:: EXERCISE PROMPT ::
Pick out each line of the data below that contains the string "coordinates", and copy those lines in full.

-- INFORMATION PROVIDED follows --

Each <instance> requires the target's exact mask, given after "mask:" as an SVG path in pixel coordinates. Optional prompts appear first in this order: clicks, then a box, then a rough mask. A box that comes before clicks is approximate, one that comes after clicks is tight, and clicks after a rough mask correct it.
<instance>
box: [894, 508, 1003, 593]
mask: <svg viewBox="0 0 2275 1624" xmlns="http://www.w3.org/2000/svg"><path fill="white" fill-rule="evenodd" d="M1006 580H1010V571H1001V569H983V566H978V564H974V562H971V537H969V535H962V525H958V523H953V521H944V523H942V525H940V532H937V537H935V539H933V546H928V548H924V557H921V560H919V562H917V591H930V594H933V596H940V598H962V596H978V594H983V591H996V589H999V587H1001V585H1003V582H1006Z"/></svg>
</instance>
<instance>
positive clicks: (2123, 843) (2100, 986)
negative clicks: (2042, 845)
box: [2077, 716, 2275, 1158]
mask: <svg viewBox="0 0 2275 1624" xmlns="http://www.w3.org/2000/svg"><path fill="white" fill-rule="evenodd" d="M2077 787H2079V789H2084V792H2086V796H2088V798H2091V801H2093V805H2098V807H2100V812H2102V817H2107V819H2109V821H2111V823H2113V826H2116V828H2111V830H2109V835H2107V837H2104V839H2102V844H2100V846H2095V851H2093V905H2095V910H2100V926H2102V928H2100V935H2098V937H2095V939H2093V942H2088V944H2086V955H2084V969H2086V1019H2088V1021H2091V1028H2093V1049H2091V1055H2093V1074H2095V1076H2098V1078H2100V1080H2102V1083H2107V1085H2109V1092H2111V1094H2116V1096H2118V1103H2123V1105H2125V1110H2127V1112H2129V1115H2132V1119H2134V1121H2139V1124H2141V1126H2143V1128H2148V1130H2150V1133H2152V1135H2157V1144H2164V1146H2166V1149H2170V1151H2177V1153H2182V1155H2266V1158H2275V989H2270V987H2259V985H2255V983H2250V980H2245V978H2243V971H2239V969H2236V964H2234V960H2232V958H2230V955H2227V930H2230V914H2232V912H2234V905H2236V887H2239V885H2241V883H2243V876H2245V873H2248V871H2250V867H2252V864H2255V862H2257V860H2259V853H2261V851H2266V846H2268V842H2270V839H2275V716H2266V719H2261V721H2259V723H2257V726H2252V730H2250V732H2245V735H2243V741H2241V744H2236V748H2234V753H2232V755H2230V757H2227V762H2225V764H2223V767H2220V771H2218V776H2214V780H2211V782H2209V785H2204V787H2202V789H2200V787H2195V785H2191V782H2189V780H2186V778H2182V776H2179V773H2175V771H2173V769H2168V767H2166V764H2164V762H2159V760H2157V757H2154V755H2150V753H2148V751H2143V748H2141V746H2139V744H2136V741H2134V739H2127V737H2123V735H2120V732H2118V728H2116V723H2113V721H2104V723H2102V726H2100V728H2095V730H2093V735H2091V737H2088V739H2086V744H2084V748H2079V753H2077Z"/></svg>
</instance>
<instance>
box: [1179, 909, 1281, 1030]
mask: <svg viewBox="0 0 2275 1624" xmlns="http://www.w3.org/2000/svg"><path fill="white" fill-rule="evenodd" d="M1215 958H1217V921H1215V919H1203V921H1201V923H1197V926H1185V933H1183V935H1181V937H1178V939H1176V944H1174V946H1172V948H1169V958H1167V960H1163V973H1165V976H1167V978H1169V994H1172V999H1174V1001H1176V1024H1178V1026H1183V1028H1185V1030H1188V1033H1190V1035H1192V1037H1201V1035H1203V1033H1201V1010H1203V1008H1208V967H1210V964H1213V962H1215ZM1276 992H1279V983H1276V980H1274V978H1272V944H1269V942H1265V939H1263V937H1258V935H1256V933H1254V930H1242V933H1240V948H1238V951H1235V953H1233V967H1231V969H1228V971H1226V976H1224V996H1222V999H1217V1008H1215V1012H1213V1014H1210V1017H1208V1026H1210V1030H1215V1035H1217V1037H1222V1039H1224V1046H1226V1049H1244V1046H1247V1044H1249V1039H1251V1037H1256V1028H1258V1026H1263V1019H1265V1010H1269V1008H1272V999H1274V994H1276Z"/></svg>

-- INFORMATION PROVIDED concluded --

:: YOUR RESPONSE ::
Each <instance> requires the target's exact mask, given after "mask:" as an SVG path in pixel coordinates. Optional prompts appear first in this order: clicks, then a box, then a rough mask. A box that comes before clicks is approximate, one that comes after clicks is tight, and clicks after a rough mask correct it.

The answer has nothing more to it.